__Given records__.
----------------

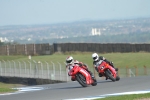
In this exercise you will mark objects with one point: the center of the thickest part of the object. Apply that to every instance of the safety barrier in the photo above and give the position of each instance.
(55, 70)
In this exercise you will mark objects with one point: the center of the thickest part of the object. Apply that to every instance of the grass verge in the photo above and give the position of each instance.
(145, 96)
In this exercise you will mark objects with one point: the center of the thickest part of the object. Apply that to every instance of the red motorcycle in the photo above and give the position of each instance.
(107, 70)
(82, 76)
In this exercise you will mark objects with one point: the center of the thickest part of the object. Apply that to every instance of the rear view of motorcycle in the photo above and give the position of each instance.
(108, 71)
(82, 76)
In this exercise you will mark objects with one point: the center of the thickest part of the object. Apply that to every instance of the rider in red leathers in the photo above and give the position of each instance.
(96, 59)
(71, 62)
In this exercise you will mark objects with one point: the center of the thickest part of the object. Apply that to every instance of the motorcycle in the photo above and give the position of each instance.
(107, 70)
(82, 76)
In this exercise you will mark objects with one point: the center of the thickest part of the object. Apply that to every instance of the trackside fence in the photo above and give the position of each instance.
(55, 70)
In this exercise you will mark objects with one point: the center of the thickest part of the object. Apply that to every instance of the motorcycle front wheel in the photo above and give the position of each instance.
(81, 79)
(109, 74)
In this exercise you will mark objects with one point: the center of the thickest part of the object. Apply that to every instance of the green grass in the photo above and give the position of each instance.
(120, 59)
(145, 96)
(5, 88)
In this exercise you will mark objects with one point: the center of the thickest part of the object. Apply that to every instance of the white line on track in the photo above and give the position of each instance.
(114, 94)
(24, 89)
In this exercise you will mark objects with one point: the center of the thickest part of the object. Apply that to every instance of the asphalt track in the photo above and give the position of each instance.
(73, 90)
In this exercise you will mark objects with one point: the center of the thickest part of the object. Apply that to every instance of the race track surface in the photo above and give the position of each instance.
(73, 90)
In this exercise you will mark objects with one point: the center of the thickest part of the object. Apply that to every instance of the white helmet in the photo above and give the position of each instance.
(95, 56)
(76, 62)
(69, 60)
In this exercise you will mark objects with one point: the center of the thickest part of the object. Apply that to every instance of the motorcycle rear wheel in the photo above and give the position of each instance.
(109, 74)
(94, 83)
(81, 79)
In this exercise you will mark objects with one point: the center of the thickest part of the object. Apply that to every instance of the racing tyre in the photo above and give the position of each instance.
(81, 79)
(117, 78)
(94, 82)
(109, 74)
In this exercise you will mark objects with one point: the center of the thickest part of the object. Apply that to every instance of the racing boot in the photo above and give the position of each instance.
(100, 75)
(73, 78)
(91, 74)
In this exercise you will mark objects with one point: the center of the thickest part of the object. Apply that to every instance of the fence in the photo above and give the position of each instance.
(43, 49)
(54, 70)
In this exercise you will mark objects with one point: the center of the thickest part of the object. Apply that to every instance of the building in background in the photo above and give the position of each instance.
(96, 31)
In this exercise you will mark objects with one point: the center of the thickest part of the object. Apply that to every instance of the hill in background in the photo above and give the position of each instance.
(130, 30)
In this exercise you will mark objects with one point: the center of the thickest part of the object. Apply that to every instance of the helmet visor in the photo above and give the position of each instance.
(94, 58)
(68, 61)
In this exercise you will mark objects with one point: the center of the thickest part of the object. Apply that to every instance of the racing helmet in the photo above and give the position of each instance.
(69, 60)
(95, 56)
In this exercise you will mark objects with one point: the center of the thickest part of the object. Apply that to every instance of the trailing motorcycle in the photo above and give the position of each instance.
(82, 76)
(107, 70)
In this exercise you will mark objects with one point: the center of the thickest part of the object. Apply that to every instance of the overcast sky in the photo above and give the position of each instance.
(28, 12)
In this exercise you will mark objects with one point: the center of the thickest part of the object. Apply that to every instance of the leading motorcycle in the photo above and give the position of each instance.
(82, 76)
(107, 70)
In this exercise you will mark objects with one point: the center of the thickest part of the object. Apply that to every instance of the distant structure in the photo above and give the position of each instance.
(96, 31)
(3, 39)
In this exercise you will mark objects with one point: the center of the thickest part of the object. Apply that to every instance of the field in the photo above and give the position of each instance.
(121, 60)
(145, 96)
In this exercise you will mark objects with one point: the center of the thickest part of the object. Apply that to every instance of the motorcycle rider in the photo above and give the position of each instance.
(96, 59)
(70, 62)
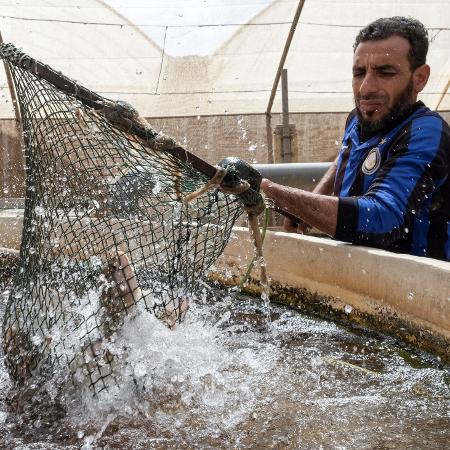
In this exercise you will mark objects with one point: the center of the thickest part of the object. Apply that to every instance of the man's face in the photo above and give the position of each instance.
(383, 83)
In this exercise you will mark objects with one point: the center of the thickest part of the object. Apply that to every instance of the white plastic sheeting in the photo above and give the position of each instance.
(212, 57)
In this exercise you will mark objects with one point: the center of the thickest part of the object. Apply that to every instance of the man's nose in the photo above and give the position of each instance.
(369, 84)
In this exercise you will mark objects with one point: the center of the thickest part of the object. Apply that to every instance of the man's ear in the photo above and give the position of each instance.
(420, 77)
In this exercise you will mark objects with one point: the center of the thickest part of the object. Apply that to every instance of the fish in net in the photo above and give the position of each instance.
(107, 226)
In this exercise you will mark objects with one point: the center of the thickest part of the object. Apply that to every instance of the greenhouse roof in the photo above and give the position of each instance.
(212, 57)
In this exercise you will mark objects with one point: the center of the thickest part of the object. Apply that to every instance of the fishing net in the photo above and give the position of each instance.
(107, 227)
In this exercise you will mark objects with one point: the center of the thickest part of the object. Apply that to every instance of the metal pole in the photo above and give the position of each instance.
(11, 89)
(270, 156)
(286, 153)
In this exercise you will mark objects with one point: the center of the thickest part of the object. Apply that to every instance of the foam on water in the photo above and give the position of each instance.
(224, 378)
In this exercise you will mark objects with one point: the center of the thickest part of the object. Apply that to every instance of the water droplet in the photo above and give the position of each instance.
(157, 188)
(39, 210)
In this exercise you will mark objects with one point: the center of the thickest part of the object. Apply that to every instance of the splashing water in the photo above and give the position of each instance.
(228, 380)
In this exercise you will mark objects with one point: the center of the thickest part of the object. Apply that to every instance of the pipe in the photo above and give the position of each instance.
(298, 175)
(270, 156)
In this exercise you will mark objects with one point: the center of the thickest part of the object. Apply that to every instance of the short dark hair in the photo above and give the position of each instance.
(407, 27)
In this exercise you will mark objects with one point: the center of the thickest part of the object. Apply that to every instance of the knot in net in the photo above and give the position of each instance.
(106, 229)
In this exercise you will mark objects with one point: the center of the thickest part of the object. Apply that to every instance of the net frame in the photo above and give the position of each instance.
(106, 230)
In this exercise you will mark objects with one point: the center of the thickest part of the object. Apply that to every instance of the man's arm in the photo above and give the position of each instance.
(324, 187)
(318, 210)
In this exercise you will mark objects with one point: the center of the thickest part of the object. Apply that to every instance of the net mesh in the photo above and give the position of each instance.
(105, 229)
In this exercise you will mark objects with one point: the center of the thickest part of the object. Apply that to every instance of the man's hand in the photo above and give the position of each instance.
(299, 226)
(318, 210)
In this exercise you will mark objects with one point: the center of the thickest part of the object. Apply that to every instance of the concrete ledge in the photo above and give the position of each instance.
(403, 295)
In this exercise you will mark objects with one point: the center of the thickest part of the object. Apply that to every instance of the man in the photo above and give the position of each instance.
(389, 186)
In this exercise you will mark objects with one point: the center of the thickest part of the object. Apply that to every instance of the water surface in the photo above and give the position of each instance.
(227, 379)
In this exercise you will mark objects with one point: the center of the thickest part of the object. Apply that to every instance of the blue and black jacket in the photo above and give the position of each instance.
(394, 188)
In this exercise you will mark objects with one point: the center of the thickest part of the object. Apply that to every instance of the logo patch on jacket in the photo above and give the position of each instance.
(372, 161)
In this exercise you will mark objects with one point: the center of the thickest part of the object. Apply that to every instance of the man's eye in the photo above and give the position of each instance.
(386, 73)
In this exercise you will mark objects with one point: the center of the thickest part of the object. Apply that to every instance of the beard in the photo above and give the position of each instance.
(399, 109)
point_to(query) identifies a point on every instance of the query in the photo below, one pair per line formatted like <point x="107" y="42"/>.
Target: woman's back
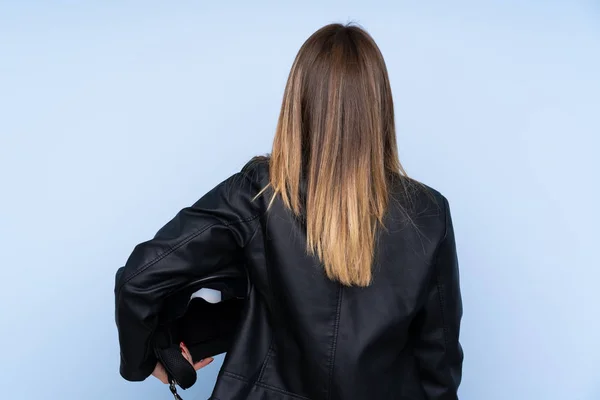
<point x="305" y="335"/>
<point x="352" y="265"/>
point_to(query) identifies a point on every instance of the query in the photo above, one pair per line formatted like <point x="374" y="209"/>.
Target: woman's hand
<point x="160" y="373"/>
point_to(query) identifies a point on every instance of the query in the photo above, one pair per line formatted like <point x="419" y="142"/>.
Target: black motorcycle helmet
<point x="207" y="329"/>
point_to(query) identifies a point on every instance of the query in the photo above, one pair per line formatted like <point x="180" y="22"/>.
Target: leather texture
<point x="301" y="335"/>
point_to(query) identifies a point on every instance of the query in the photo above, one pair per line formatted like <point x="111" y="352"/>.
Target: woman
<point x="353" y="269"/>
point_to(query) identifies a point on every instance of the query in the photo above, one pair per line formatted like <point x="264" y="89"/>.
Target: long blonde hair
<point x="336" y="132"/>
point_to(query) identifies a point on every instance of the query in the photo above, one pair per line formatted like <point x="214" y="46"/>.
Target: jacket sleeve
<point x="197" y="242"/>
<point x="438" y="350"/>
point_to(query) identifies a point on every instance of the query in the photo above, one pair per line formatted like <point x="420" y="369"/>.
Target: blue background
<point x="116" y="114"/>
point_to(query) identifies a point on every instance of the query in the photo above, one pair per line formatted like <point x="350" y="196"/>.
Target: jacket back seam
<point x="334" y="344"/>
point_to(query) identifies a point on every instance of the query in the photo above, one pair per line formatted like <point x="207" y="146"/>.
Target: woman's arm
<point x="198" y="241"/>
<point x="438" y="350"/>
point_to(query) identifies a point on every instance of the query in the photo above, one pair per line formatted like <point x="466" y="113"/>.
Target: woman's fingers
<point x="186" y="352"/>
<point x="203" y="363"/>
<point x="160" y="373"/>
<point x="188" y="356"/>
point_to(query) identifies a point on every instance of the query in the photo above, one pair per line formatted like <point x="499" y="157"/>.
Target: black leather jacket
<point x="302" y="336"/>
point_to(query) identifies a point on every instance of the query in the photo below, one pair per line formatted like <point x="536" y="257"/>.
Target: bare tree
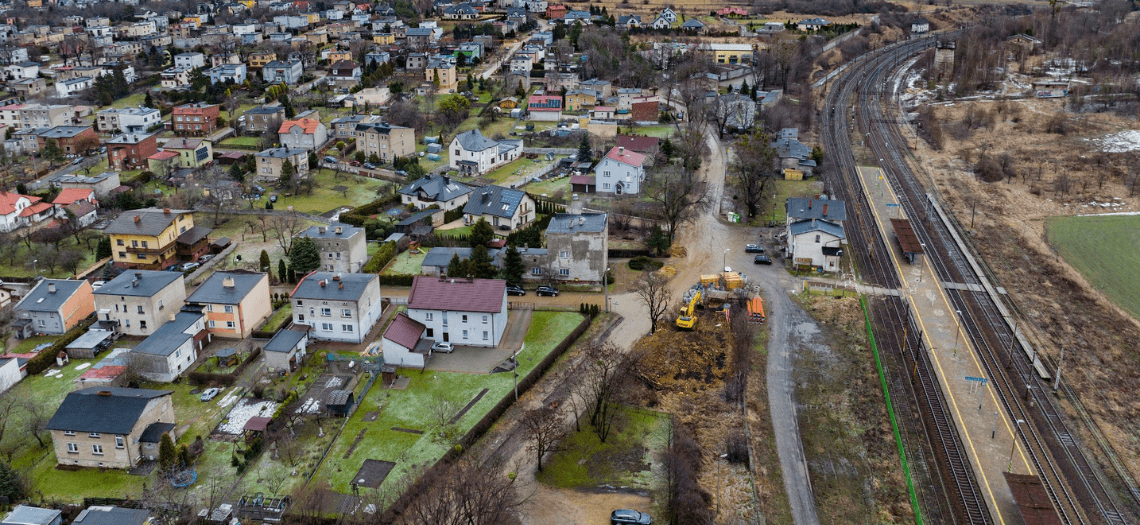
<point x="653" y="290"/>
<point x="545" y="431"/>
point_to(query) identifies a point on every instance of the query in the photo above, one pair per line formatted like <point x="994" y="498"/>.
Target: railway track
<point x="1075" y="485"/>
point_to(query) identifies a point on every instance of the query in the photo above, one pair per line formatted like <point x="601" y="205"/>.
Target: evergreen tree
<point x="104" y="249"/>
<point x="481" y="265"/>
<point x="304" y="256"/>
<point x="512" y="265"/>
<point x="481" y="234"/>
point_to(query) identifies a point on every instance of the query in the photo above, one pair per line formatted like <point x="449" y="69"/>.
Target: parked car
<point x="442" y="346"/>
<point x="209" y="394"/>
<point x="629" y="517"/>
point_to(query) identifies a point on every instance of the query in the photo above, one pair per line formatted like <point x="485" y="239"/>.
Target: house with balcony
<point x="139" y="302"/>
<point x="338" y="306"/>
<point x="108" y="427"/>
<point x="235" y="302"/>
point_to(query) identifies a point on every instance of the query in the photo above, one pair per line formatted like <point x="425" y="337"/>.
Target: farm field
<point x="1105" y="249"/>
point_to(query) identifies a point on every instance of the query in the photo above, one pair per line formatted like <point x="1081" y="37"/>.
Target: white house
<point x="402" y="343"/>
<point x="621" y="172"/>
<point x="339" y="306"/>
<point x="466" y="312"/>
<point x="472" y="154"/>
<point x="816" y="244"/>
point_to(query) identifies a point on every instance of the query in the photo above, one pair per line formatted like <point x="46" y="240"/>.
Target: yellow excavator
<point x="687" y="318"/>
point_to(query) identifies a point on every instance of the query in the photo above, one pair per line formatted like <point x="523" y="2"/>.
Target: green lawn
<point x="412" y="409"/>
<point x="406" y="263"/>
<point x="1105" y="249"/>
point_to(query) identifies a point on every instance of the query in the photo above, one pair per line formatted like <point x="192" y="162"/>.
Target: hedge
<point x="47" y="358"/>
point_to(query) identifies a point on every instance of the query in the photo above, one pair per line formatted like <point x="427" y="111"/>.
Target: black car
<point x="629" y="517"/>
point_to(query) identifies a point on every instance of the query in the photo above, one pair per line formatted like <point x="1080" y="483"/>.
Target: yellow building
<point x="148" y="238"/>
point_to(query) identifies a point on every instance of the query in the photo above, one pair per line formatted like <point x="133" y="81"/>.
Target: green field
<point x="1105" y="249"/>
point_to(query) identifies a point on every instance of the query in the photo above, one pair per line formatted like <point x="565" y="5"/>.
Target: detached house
<point x="303" y="133"/>
<point x="505" y="208"/>
<point x="111" y="427"/>
<point x="343" y="247"/>
<point x="470" y="312"/>
<point x="54" y="306"/>
<point x="472" y="154"/>
<point x="434" y="190"/>
<point x="339" y="306"/>
<point x="235" y="302"/>
<point x="139" y="302"/>
<point x="621" y="172"/>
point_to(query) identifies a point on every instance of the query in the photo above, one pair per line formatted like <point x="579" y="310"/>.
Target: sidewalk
<point x="974" y="405"/>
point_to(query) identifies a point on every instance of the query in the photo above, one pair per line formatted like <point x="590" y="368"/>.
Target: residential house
<point x="105" y="515"/>
<point x="302" y="133"/>
<point x="544" y="107"/>
<point x="192" y="153"/>
<point x="402" y="343"/>
<point x="131" y="150"/>
<point x="466" y="312"/>
<point x="436" y="190"/>
<point x="189" y="60"/>
<point x="174" y="78"/>
<point x="577" y="245"/>
<point x="286" y="350"/>
<point x="816" y="244"/>
<point x="147" y="238"/>
<point x="235" y="302"/>
<point x="504" y="208"/>
<point x="195" y="119"/>
<point x="472" y="154"/>
<point x="385" y="141"/>
<point x="339" y="306"/>
<point x="73" y="87"/>
<point x="288" y="72"/>
<point x="621" y="172"/>
<point x="263" y="117"/>
<point x="139" y="302"/>
<point x="128" y="120"/>
<point x="342" y="247"/>
<point x="111" y="427"/>
<point x="17" y="211"/>
<point x="71" y="139"/>
<point x="271" y="163"/>
<point x="27" y="515"/>
<point x="231" y="73"/>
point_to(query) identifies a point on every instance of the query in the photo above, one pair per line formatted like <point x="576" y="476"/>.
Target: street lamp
<point x="1012" y="444"/>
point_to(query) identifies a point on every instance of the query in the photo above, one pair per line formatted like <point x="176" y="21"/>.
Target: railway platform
<point x="982" y="423"/>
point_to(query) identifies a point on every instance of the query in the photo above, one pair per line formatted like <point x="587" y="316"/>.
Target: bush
<point x="642" y="262"/>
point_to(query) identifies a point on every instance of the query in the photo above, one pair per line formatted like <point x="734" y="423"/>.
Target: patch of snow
<point x="243" y="412"/>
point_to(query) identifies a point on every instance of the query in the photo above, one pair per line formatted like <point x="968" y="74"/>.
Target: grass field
<point x="1105" y="249"/>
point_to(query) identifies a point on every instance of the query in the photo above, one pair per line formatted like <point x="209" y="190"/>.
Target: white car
<point x="442" y="346"/>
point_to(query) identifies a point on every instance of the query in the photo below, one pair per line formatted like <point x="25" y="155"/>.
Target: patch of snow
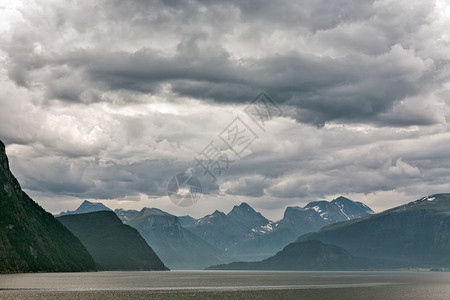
<point x="317" y="209"/>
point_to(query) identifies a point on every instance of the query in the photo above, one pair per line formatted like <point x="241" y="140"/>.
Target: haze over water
<point x="227" y="285"/>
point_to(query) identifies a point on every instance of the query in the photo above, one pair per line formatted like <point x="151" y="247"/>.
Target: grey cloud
<point x="354" y="84"/>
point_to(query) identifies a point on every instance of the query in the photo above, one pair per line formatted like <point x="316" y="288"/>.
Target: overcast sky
<point x="107" y="100"/>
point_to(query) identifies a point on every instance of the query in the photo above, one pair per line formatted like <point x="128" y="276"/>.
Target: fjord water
<point x="227" y="285"/>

----------------

__Work task__. Check the listing for the word "below". Show each line that has it.

__Output for this exercise__.
point_to(query) identifies a point on every instance of the query in the photo below, one pair per line formatted like <point x="107" y="42"/>.
point_to(query) identifies a point on every instance of the query in the photo below, one pair per line formatted like <point x="536" y="257"/>.
point_to(query) identifies a point on every instance of the query in the photo below, one pair per line formatted like <point x="25" y="155"/>.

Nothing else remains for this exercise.